(Stored records)
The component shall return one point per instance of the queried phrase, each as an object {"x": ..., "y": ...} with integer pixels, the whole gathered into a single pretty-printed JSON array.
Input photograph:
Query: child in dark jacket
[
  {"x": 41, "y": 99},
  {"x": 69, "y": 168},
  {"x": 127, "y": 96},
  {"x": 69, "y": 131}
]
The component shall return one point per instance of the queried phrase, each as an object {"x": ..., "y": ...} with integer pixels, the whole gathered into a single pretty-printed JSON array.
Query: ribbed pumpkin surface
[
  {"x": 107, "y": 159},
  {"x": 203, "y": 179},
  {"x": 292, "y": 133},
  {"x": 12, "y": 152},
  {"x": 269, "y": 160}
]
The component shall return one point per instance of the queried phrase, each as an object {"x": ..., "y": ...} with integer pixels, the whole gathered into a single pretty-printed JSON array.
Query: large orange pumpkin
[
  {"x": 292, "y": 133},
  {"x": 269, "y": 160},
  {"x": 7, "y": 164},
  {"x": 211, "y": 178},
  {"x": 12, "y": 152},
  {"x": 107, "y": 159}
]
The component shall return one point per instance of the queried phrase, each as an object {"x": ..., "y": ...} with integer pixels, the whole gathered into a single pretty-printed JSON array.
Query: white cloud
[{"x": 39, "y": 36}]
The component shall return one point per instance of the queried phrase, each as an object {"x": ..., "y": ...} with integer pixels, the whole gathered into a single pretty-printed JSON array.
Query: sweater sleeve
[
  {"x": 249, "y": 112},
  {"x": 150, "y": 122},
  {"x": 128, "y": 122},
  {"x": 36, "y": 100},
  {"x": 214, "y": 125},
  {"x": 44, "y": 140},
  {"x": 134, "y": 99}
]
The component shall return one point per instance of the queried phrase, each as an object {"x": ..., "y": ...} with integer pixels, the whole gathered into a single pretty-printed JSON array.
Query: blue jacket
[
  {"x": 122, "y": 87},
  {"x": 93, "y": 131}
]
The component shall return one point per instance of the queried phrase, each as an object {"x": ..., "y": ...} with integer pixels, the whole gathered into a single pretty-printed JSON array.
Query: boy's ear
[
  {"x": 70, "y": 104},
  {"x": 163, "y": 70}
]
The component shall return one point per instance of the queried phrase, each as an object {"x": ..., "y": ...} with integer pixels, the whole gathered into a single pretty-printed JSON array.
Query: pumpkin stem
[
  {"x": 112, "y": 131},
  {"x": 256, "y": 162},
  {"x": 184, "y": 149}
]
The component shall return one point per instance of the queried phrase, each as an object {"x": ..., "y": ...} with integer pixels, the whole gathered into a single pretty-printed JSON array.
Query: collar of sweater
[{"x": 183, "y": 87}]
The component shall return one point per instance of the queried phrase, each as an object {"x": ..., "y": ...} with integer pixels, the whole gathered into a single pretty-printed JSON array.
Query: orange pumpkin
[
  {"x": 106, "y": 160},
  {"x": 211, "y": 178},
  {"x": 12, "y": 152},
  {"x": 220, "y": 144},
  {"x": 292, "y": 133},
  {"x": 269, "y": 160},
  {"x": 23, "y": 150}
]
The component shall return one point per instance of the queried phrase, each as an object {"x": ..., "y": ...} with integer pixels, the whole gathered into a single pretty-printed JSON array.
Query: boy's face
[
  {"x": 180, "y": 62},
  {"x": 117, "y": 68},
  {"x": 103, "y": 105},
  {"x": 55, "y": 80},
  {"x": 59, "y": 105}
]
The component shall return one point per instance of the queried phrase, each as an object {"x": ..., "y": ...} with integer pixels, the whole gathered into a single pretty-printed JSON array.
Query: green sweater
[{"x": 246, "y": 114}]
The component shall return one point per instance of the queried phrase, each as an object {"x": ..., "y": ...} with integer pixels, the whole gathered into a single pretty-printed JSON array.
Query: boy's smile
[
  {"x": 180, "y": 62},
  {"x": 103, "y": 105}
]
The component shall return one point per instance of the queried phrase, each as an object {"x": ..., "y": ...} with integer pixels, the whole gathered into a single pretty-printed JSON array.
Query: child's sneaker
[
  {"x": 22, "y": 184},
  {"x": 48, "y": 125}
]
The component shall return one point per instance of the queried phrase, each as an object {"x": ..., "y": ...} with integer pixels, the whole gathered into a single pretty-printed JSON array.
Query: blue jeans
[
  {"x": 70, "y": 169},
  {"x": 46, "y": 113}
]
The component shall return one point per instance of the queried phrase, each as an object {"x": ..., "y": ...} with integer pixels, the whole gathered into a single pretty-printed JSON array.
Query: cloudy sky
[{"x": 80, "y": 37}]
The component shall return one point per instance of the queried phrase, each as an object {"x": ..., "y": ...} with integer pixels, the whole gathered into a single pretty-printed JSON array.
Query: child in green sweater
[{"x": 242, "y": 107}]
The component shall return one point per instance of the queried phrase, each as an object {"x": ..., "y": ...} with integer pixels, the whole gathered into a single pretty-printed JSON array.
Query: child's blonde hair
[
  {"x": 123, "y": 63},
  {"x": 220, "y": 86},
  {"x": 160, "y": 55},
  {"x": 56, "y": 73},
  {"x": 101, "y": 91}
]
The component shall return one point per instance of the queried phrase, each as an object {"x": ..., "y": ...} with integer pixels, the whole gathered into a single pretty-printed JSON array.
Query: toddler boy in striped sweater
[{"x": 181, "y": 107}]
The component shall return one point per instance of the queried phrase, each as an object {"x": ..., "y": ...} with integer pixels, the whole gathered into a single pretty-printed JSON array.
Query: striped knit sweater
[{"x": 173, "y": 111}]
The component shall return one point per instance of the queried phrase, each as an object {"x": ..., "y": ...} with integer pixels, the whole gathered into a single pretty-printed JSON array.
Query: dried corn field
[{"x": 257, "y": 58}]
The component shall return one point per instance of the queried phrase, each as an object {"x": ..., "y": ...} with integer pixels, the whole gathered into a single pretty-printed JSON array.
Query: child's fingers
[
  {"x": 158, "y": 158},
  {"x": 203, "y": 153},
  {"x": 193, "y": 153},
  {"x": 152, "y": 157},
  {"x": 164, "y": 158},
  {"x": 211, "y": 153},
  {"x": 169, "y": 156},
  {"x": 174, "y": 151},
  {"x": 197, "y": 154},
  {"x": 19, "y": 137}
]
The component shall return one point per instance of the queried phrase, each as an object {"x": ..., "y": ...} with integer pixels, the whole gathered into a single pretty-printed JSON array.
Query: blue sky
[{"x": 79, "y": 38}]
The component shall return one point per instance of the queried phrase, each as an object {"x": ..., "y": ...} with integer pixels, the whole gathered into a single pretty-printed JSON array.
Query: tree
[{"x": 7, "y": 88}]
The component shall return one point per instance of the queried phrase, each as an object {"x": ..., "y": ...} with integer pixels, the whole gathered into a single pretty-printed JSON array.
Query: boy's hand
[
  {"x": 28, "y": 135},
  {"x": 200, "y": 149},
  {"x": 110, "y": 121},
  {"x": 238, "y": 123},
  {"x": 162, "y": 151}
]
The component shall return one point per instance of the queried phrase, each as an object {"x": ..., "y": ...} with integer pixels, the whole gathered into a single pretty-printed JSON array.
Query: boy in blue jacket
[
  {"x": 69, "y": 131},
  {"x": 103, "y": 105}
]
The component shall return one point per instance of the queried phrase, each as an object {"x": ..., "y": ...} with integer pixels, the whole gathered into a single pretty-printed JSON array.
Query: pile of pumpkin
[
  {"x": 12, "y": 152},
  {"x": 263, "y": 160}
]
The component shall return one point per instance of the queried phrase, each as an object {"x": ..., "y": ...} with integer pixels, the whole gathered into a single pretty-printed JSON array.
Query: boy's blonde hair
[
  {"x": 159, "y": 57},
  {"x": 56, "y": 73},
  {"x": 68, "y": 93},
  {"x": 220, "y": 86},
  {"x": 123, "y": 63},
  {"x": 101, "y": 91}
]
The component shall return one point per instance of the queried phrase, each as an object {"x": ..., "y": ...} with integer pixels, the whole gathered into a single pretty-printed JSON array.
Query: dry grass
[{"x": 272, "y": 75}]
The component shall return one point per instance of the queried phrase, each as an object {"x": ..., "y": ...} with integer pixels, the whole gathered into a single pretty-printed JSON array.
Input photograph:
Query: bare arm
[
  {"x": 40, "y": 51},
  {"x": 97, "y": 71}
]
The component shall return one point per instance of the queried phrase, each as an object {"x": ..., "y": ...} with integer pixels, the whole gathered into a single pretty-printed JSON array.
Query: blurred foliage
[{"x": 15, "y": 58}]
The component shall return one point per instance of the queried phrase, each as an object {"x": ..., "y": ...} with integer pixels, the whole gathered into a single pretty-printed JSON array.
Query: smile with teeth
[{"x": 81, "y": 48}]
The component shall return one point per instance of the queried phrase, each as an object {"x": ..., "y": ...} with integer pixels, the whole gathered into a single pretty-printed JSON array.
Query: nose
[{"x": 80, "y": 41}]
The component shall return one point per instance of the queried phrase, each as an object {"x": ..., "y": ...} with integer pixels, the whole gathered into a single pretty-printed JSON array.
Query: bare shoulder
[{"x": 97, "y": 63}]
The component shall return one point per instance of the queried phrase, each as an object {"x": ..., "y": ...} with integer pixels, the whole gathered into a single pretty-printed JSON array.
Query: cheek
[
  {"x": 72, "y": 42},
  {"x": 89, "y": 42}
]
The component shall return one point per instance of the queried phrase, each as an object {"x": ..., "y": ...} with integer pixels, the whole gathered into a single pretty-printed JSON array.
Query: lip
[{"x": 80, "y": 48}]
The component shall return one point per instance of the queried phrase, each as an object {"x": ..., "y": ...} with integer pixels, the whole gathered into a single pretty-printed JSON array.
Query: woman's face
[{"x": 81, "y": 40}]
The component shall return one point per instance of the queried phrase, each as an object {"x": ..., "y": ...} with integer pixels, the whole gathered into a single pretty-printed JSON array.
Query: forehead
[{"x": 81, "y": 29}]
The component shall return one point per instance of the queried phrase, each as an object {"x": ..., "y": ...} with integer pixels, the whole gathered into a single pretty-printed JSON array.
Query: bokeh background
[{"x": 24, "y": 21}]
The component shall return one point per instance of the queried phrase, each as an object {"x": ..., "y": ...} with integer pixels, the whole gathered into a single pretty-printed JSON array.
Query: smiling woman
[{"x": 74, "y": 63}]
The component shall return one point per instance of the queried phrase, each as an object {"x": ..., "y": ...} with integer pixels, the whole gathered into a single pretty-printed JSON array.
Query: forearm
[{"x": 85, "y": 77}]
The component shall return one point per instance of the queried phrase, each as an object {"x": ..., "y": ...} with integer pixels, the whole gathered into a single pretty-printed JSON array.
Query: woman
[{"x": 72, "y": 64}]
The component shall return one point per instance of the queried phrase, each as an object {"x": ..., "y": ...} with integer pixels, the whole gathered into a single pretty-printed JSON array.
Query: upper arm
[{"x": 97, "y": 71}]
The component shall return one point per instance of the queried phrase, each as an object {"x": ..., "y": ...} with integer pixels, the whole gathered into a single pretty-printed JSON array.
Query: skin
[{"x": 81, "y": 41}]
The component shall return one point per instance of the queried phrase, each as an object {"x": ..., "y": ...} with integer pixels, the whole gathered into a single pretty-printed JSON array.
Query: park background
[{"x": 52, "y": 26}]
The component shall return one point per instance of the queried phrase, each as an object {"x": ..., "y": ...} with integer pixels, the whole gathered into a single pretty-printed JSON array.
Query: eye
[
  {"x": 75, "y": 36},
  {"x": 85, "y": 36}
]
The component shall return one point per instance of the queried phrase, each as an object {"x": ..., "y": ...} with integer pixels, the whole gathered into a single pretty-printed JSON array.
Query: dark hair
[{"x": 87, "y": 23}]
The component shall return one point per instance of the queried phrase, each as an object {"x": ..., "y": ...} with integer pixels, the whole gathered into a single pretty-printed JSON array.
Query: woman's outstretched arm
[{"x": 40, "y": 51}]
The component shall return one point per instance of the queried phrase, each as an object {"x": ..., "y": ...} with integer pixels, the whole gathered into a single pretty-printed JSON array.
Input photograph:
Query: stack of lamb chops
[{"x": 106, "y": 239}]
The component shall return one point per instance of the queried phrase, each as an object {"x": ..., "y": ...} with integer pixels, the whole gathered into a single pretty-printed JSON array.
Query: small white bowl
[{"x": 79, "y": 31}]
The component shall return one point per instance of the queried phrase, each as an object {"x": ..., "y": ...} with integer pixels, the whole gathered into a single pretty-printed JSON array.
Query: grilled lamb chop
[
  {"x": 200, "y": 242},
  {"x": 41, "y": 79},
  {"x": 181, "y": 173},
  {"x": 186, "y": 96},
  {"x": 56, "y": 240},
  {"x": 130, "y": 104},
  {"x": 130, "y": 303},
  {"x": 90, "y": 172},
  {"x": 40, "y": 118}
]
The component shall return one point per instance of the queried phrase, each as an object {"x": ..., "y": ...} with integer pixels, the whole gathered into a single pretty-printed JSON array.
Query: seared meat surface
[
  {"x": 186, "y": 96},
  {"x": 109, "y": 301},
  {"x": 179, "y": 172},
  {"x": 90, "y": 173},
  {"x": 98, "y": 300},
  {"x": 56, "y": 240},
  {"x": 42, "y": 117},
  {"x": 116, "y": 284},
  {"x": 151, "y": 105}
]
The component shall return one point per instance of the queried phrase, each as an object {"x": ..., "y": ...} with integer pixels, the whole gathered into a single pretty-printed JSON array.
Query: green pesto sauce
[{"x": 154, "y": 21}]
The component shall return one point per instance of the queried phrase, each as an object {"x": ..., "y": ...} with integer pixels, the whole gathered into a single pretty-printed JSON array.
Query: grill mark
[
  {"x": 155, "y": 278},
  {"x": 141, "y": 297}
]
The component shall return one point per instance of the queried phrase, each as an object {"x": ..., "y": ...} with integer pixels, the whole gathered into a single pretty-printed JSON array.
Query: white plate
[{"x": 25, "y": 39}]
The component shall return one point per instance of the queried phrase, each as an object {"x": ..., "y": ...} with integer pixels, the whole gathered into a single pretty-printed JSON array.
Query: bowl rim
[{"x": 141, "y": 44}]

*What needs to be done*
The lines from the one with "Query: small white bowl" through the end of the data above are to be set down exactly, with both boundary lines included and no other lines.

*Result of the exercise*
Query: small white bowl
[{"x": 79, "y": 31}]
The component shall return one point per instance of the queried phrase, each as an object {"x": ..., "y": ...} with integer pixels, the whole gathered into a single pretty-printed JSON array.
Query: grilled lamb chop
[
  {"x": 200, "y": 242},
  {"x": 41, "y": 79},
  {"x": 181, "y": 173},
  {"x": 186, "y": 96},
  {"x": 56, "y": 240},
  {"x": 130, "y": 104},
  {"x": 130, "y": 303},
  {"x": 90, "y": 172},
  {"x": 40, "y": 118}
]
The component shall return one point per instance of the queried phrase, each as an object {"x": ..., "y": ...} with integer pixels, the whole gathered into a single pretty-printed JSON array.
Query: seared meat surface
[
  {"x": 186, "y": 96},
  {"x": 109, "y": 301},
  {"x": 179, "y": 172},
  {"x": 90, "y": 173},
  {"x": 98, "y": 300},
  {"x": 56, "y": 240},
  {"x": 42, "y": 117},
  {"x": 116, "y": 284},
  {"x": 151, "y": 105}
]
The component shall return one point per instance of the queried phrase, each as an object {"x": ..., "y": ...} with integer pixels, the whole gathered into a single pretty-printed JSON array.
Query: green pesto sauce
[{"x": 154, "y": 21}]
The component shall return one point per instance of the queried phrase, each as an object {"x": ..., "y": ...} with integer pixels, the whole gathered into a single pretty-printed JSON array.
Query: grill mark
[
  {"x": 155, "y": 278},
  {"x": 141, "y": 297}
]
The component shall return one point per instance of the queried phrase, each as an object {"x": ..., "y": ...} with integer pixels, the whole gathered into a single pretty-printed JSON array.
Query: white plate
[{"x": 25, "y": 39}]
The component shall return one point per instance of the queried phrase, each as an object {"x": ..., "y": ...} with integer pixels, the whole gathered into a single pretty-printed JSON array.
Query: bowl rim
[{"x": 141, "y": 44}]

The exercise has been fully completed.